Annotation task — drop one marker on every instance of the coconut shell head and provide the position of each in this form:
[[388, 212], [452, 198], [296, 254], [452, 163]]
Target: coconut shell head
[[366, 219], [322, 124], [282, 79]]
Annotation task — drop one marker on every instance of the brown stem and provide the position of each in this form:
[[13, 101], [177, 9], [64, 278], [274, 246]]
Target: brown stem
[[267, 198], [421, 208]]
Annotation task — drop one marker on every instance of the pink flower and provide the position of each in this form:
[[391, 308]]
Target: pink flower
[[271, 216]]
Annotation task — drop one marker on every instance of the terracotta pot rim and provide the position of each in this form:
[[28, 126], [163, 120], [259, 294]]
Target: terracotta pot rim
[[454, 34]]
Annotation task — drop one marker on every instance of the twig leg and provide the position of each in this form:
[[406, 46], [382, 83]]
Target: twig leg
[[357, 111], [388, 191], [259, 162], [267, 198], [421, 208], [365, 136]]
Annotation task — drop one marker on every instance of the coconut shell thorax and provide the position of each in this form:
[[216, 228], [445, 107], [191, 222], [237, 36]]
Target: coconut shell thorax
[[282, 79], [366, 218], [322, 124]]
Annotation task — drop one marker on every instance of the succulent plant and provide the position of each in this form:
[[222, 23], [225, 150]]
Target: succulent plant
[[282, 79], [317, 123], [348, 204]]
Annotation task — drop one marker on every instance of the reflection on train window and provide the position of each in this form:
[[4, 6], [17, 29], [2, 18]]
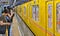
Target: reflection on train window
[[24, 10], [58, 17], [35, 11], [50, 15]]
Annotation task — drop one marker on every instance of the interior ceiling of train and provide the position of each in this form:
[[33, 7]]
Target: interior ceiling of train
[[13, 2]]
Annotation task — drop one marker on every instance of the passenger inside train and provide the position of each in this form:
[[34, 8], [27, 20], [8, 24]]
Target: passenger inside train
[[6, 20]]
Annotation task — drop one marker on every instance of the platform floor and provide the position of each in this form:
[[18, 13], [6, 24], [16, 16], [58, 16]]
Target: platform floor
[[19, 28]]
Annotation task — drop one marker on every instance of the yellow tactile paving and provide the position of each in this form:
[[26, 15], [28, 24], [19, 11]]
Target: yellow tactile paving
[[15, 31]]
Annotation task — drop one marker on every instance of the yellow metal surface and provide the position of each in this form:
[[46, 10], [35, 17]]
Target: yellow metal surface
[[40, 28]]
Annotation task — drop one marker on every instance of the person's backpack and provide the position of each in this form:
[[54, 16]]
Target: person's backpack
[[2, 27]]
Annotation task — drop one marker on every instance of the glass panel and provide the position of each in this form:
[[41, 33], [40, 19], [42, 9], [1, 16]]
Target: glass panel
[[50, 15], [58, 17], [35, 10]]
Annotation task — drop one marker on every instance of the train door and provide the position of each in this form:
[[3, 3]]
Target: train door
[[57, 17], [35, 11], [24, 10], [49, 15]]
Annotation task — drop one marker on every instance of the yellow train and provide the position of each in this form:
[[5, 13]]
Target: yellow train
[[41, 16]]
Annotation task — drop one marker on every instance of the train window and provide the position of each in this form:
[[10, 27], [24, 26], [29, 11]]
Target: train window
[[58, 17], [50, 15], [35, 10], [24, 10]]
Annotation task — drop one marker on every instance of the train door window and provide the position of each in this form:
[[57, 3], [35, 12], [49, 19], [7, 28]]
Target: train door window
[[50, 15], [24, 10], [58, 17], [35, 10]]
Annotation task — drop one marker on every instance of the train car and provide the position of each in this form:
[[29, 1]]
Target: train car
[[41, 16]]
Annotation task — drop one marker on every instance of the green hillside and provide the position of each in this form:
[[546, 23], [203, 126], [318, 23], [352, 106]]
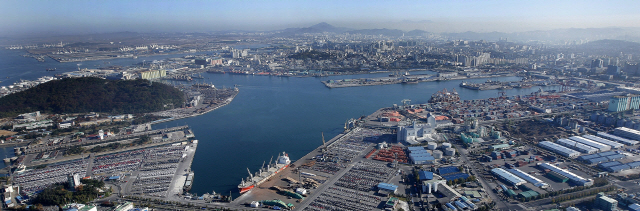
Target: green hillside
[[88, 94]]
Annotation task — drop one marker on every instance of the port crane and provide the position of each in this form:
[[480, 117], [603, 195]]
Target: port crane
[[324, 144], [406, 102]]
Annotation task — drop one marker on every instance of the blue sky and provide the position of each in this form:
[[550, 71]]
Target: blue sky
[[437, 16]]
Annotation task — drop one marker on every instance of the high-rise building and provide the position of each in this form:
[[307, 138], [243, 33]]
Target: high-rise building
[[597, 63], [73, 180], [613, 70]]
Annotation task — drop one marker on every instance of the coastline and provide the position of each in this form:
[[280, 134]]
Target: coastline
[[226, 102]]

■ ■ ■ ■ ■ ■ ■

**Exercise directions**
Your answer should be an exact copy of the entries above, with no images included.

**Task result**
Annotation task — drop one marker on every instance of the coconut shell head and provide the position of each in this form:
[[388, 212], [452, 198], [296, 254], [452, 163]]
Target: coconut shell head
[[366, 219], [322, 124], [282, 79]]
Annotation task — drop one marker on every instance of the brown stem and provide the position of each in this form:
[[13, 101], [177, 9], [64, 278], [274, 246]]
Target: brown stem
[[267, 198], [421, 208]]
Annotation task — drop one marker on every instance of the pink flower and provide the position of each in this form:
[[391, 308]]
Target: pink flower
[[271, 216]]
Annotation task — drop one marker on every instance of the terracotta pot rim and provide the position of each in this form:
[[28, 126], [163, 120], [259, 294]]
Target: terracotta pot rim
[[454, 34]]
Annotation task — drop one marker on every instance of the twig leg and provide the position of each in this form:
[[406, 46], [382, 83]]
Target: twig leg
[[357, 111], [388, 191], [259, 162], [267, 198], [421, 208], [365, 136]]
Annotation task — drop one marker on every instance of the coconut shell thorax and provide the position of each in this form:
[[216, 228], [445, 107], [191, 222], [237, 36]]
Target: coconut shell thorax
[[282, 79], [366, 218], [322, 124]]
Annotation task — drop one marker on every instance of the succulent plant and provide the position of each in this form:
[[222, 23], [225, 150]]
Target: succulent plant
[[282, 79], [317, 123], [348, 204]]
Annotation task — drop one marker on every instance of the reflection on train window and provide the position of each in this form:
[[4, 6], [17, 29], [2, 18]]
Target: reflection on train window
[[24, 10], [58, 17], [35, 11], [50, 15]]
Annotation task — drop one marker on every instance of the interior ceiling of train and provide the position of each in this form:
[[33, 7]]
Target: interior ceiling of train
[[13, 2]]
Annotation task — drop one marker on every instance of the passenger inside train and provide the position of each in this form:
[[34, 8], [27, 20], [8, 24]]
Target: passenger inside train
[[6, 20]]
Annotation task — drop one marker on every instance of the platform floor and provide the position of each in this form:
[[18, 13], [6, 24], [16, 16], [58, 16]]
Target: platform floor
[[19, 28]]
Annotation task — drop one marker on every instance of the yellow tactile paving and provide the position of each in this form:
[[26, 15], [28, 24], [19, 11]]
Target: yellow tactile paving
[[15, 31]]
Annotation task — drop one marker on every instance of the yellow metal surface and provide the position of each in this form:
[[46, 10], [35, 17]]
Target: yellow metal surface
[[40, 28]]
Annotation task — drop one marker on every instance of the person's backpack and provide the position of each in this form:
[[54, 16]]
Target: person's backpack
[[2, 27]]
Annotation task — drop one marker on every instance of the glass panel and provide the position of each in this form:
[[41, 33], [40, 19], [42, 9], [1, 16]]
Target: glass panel
[[50, 15], [58, 17], [35, 10]]
Annotation task — drop one marker on every instance of the train door and provide the position of each in this form:
[[3, 3]]
Target: train door
[[57, 17], [35, 11], [24, 10], [49, 15]]
Annotation task — drop one marker on every instance of the yellow train and provide the position of each in this form:
[[5, 13]]
Target: yellow train
[[41, 16]]
Annotation task — drop one marker on every instance of the train window and provide the position of each in this form:
[[10, 27], [24, 26], [29, 11]]
Target: train window
[[58, 17], [50, 15], [35, 10], [24, 10]]
Annotation task — drop one marker on every instance of the train door window and provide the position of each in this form:
[[57, 3], [35, 12], [49, 19], [7, 28]]
Target: train door window
[[50, 15], [24, 10], [58, 17], [35, 10]]
Annotation task — drop one marker on every instance of the train car and provide the position of each in this form:
[[29, 1]]
Target: train car
[[41, 16]]
Annotation task — drop one marker on every instance of the green hillside and provide the position of each in this form:
[[546, 23], [203, 126], [318, 23], [352, 106]]
Target: green hillside
[[88, 94]]
Annotation task — drop one marker on every instance of the port crane and provide the position of each in this form:
[[480, 117], [603, 195]]
Target: port crane
[[324, 144], [406, 102]]
Annotation task — drop one marker on every instance of the blue sky and provide the position of each in this form:
[[550, 71]]
Target: blue sky
[[437, 16]]
Annotation task — drop one marker on every instance of the high-rise building and provide the position of each in this form:
[[307, 138], [243, 33]]
Target: high-rise building
[[597, 63], [73, 180], [613, 70]]
Annotation task — drop one marker on every instance of the coastline and provide the position of each in this form:
[[280, 134]]
Target: coastline
[[226, 102]]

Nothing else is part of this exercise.